[start]

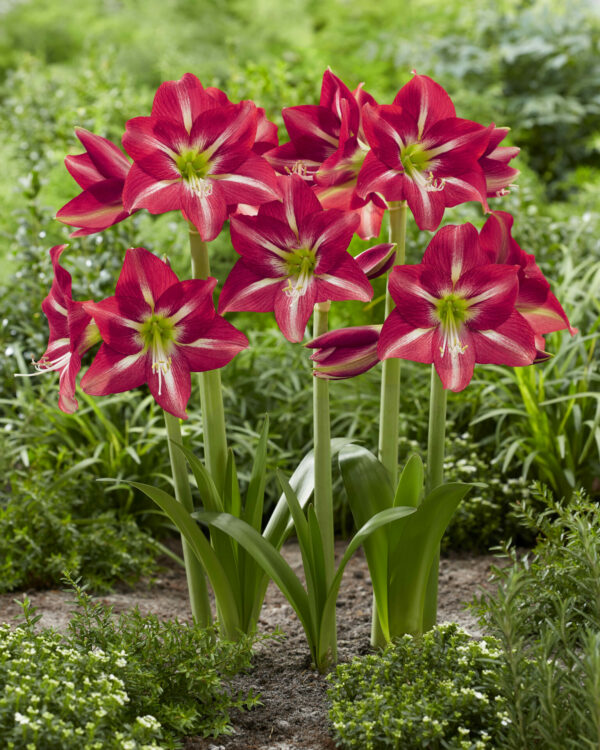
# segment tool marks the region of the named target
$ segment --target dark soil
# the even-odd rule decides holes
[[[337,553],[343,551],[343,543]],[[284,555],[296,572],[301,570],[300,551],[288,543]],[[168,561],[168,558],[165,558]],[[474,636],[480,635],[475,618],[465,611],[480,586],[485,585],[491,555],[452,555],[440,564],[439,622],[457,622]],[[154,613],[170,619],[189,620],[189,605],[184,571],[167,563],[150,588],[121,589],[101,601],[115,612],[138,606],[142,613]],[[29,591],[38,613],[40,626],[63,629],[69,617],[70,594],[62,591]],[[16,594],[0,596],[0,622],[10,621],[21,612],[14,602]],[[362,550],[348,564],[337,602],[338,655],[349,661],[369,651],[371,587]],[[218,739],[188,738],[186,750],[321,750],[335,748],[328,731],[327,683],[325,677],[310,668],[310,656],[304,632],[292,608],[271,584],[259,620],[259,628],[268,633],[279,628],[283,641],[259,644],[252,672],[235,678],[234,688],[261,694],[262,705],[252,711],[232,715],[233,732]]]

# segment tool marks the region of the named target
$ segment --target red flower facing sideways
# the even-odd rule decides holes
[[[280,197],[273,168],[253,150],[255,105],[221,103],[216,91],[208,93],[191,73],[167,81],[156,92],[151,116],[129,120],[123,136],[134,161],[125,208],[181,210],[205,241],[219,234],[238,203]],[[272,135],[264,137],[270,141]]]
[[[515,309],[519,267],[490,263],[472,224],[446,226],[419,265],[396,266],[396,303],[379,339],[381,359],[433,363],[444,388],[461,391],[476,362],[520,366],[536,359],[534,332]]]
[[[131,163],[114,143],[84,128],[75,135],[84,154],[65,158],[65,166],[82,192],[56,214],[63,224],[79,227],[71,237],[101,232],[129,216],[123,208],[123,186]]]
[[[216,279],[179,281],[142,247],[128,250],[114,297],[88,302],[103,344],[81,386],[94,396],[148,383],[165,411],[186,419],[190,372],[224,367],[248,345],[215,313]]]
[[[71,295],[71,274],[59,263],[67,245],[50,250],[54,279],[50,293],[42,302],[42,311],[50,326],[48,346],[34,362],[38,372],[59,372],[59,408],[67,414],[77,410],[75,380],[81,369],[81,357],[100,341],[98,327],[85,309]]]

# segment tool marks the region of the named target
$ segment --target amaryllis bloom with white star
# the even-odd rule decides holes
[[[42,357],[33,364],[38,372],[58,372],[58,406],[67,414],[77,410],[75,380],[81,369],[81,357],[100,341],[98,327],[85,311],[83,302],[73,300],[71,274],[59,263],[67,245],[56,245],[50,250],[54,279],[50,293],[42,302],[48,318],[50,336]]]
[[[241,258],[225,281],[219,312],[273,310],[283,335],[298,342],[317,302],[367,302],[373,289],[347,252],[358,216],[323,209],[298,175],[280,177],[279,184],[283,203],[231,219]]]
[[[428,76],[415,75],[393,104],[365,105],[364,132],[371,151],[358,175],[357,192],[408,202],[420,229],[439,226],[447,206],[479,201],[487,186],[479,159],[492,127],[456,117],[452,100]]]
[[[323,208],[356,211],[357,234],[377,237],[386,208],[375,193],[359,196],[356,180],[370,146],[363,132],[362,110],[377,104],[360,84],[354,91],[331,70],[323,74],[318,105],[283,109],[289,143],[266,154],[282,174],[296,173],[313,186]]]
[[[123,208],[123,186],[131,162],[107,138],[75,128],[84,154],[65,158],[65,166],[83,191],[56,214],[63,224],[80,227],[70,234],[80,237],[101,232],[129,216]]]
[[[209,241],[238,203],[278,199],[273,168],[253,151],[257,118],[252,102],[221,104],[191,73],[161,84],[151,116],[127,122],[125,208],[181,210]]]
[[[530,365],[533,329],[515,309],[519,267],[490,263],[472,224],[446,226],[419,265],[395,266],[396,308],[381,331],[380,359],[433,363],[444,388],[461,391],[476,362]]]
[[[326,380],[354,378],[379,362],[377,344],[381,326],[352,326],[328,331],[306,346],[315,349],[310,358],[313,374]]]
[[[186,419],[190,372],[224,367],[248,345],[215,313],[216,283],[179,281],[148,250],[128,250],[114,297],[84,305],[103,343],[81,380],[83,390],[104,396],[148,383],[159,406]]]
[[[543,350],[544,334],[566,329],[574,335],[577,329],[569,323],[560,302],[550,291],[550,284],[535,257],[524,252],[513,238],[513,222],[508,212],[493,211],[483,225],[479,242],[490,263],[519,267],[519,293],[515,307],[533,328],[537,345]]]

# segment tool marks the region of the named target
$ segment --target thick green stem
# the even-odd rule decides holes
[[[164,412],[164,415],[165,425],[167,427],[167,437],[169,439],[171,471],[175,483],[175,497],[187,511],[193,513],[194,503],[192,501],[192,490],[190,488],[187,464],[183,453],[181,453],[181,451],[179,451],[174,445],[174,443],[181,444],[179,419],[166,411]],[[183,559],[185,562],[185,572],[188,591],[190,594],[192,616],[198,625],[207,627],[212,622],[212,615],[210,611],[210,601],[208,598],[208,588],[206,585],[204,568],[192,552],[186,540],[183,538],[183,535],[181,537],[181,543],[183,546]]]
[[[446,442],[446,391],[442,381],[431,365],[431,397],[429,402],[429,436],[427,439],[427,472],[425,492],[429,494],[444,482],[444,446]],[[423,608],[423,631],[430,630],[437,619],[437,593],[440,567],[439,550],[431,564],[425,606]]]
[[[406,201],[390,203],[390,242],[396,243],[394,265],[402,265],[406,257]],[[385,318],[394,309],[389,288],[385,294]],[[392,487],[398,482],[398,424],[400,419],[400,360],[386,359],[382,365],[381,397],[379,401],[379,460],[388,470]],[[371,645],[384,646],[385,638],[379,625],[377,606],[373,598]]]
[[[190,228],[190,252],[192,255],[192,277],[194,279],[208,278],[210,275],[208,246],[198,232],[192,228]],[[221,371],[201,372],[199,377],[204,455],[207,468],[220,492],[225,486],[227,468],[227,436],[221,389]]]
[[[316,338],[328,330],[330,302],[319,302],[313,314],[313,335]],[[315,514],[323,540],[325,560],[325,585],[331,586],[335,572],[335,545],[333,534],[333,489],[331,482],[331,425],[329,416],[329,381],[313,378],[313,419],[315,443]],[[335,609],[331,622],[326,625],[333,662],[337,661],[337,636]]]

[end]
[start]

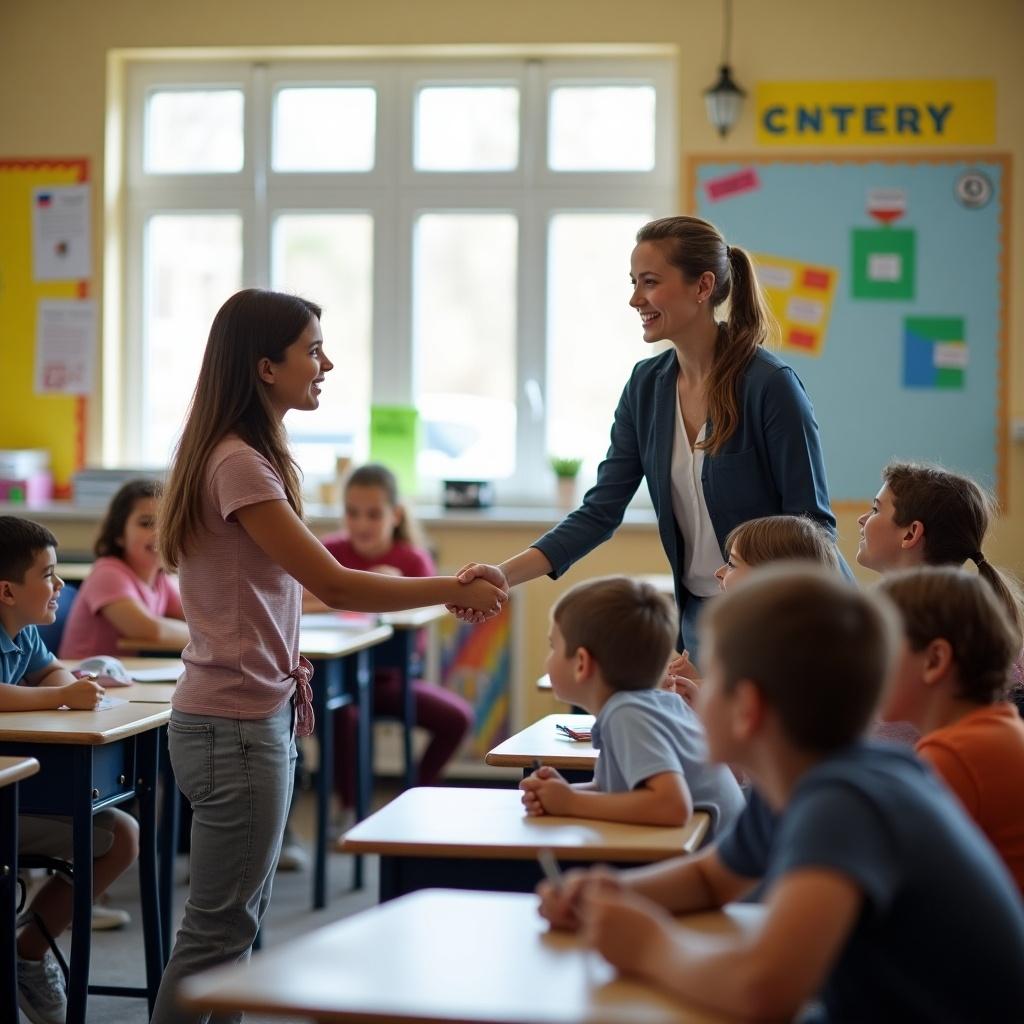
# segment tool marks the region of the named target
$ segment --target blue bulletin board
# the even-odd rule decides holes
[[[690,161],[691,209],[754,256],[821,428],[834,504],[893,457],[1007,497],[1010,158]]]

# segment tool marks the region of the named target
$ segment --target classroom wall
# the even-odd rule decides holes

[end]
[start]

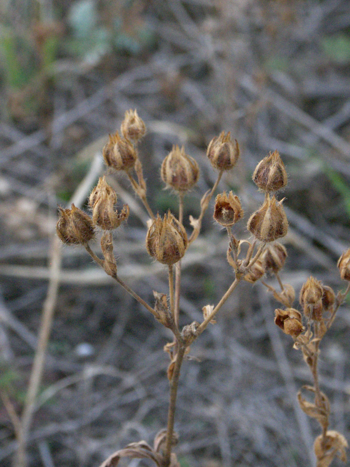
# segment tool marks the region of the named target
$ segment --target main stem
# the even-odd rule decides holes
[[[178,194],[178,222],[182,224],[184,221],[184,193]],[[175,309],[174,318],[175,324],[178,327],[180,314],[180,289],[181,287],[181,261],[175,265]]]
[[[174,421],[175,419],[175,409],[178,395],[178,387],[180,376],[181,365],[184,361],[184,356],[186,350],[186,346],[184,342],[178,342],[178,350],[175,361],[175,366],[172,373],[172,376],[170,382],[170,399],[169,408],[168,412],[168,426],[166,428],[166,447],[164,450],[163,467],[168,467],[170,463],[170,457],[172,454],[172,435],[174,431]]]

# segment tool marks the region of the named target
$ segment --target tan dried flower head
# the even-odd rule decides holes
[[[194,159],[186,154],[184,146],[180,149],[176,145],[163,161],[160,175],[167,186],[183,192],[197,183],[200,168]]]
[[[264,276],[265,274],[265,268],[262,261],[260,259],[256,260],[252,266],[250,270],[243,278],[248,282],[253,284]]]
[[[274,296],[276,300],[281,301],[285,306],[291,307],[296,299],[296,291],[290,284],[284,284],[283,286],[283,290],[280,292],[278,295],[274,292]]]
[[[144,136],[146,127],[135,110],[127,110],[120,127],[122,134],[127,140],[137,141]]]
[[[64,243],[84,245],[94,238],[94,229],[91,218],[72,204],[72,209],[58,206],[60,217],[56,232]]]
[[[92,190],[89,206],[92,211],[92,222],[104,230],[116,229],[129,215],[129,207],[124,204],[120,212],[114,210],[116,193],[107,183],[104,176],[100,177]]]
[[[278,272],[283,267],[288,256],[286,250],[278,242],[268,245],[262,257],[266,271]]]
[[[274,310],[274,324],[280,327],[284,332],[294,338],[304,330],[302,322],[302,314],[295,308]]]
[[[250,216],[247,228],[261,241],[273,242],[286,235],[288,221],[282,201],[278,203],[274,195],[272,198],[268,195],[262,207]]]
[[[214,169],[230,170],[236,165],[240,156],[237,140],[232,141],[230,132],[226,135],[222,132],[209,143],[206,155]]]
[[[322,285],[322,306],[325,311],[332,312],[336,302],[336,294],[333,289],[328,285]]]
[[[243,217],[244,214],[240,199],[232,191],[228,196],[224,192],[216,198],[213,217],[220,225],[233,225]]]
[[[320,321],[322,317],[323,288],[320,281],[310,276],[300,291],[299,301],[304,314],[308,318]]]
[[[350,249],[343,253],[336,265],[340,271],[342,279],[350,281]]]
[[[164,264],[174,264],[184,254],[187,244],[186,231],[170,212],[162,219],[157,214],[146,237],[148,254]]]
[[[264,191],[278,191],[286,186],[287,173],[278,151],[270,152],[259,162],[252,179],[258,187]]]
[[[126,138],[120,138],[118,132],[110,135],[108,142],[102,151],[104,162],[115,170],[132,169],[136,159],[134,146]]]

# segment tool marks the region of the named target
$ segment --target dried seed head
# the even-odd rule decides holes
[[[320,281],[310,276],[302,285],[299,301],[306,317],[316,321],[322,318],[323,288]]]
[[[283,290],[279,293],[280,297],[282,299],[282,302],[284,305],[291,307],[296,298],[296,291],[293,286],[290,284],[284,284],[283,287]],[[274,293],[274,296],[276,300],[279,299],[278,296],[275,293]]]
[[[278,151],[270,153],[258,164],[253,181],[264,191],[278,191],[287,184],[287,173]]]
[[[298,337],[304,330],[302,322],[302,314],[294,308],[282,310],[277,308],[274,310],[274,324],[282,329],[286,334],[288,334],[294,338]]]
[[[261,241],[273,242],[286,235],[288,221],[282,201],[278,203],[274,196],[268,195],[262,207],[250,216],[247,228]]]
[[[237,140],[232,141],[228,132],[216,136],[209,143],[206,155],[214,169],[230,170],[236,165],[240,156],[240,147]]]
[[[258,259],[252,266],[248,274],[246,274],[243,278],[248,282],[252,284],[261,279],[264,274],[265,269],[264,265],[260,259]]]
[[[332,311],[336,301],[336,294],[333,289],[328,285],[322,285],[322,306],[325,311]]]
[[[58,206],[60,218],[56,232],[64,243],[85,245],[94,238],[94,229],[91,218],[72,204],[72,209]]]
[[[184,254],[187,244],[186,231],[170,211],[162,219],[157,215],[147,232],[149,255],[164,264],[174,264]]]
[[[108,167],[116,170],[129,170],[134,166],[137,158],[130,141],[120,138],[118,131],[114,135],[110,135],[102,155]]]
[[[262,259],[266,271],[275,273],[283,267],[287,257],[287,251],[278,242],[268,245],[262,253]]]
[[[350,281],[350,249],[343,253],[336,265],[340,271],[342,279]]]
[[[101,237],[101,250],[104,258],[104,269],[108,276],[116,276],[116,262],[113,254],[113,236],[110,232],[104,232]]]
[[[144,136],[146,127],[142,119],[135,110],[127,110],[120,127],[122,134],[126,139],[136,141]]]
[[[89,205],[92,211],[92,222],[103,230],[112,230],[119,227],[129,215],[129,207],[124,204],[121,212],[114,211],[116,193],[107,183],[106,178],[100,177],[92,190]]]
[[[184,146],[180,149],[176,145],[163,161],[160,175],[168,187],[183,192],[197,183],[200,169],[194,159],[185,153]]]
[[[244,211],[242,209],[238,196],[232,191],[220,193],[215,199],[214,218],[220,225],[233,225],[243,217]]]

[end]

*DIRECTIVE*
Pull out each line of the entries above that contains the word "stem". Case counts.

*RESPONSE TO THE TASK*
$ segment --target thick green stem
$ segment --target main stem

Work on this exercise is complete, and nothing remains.